Supplied records.
########################################

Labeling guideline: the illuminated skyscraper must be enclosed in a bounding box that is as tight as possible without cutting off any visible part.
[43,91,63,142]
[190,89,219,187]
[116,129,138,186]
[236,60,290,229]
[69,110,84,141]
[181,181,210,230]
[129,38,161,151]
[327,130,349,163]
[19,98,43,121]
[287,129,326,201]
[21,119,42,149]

########################################

What is needed. Copy these lines back verbatim.

Expected output.
Labeling guideline: the illuminated skyscraper must be enclosed in a bounding box that is as tight as possible without cutting off any visible part.
[43,91,63,142]
[190,89,219,187]
[116,129,138,186]
[236,60,290,229]
[69,110,84,141]
[181,181,210,230]
[129,38,161,151]
[327,130,349,163]
[19,98,43,121]
[287,129,326,201]
[21,119,42,149]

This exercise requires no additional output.